= TASK TO CARRY OUT =
Can you gather every line from the items below that contains the word "right" and copy each one out in full?
* begin RECORDS FOR PROCESSING *
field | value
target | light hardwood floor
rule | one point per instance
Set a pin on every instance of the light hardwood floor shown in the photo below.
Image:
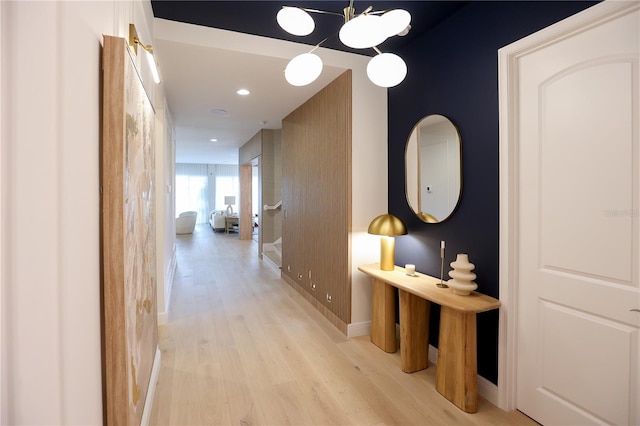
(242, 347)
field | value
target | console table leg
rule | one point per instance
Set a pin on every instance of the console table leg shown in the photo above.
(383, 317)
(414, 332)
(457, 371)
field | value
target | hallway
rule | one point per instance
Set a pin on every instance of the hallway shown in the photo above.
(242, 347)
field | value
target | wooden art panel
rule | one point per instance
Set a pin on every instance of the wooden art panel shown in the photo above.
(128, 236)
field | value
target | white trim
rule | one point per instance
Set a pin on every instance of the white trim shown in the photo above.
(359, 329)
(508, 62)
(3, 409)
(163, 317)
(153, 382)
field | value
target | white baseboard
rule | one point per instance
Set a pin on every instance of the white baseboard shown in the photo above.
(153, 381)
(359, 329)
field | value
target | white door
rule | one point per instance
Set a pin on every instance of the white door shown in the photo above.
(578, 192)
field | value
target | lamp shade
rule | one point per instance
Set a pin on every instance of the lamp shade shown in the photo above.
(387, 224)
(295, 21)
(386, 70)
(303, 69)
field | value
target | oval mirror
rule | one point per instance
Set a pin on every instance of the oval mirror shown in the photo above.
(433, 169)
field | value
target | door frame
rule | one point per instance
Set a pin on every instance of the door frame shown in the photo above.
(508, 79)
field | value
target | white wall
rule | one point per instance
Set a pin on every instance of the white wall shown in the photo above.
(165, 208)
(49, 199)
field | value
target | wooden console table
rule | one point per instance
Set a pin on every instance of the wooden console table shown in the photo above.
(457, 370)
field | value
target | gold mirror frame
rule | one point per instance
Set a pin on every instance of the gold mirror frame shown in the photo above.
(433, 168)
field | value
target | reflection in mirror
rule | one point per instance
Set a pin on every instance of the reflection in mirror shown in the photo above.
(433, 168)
* end RECORDS FOR PROCESSING *
* begin RECORDS FOR PROCESSING *
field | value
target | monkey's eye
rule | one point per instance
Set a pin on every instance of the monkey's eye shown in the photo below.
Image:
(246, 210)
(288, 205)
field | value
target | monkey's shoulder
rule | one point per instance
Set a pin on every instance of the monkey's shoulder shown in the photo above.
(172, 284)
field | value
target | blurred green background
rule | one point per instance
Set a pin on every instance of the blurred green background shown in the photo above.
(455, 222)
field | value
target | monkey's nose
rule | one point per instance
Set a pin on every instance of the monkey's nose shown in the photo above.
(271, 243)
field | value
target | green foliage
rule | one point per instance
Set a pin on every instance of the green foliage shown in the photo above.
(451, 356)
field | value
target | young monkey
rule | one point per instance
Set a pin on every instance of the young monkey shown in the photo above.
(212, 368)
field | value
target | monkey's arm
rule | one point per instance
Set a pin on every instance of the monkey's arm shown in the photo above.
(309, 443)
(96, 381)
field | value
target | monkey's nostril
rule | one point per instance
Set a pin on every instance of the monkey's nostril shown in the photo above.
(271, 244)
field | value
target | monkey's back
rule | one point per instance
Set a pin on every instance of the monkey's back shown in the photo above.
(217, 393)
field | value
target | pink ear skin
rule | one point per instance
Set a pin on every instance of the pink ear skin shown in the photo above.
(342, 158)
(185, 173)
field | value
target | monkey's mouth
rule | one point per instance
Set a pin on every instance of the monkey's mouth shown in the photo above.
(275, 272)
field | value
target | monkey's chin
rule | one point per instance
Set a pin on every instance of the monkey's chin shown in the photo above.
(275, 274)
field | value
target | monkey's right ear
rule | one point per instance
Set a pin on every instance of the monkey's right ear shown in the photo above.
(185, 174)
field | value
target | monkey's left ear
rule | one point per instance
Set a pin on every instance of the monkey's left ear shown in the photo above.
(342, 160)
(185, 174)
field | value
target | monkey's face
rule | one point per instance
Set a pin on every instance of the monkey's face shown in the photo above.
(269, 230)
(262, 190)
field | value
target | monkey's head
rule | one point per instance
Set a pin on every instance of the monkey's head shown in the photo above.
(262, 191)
* end RECORDS FOR PROCESSING *
= THE ANSWER =
target | monkey's right ear
Set a pin on every instance of the monkey's right ear shown in the photo above.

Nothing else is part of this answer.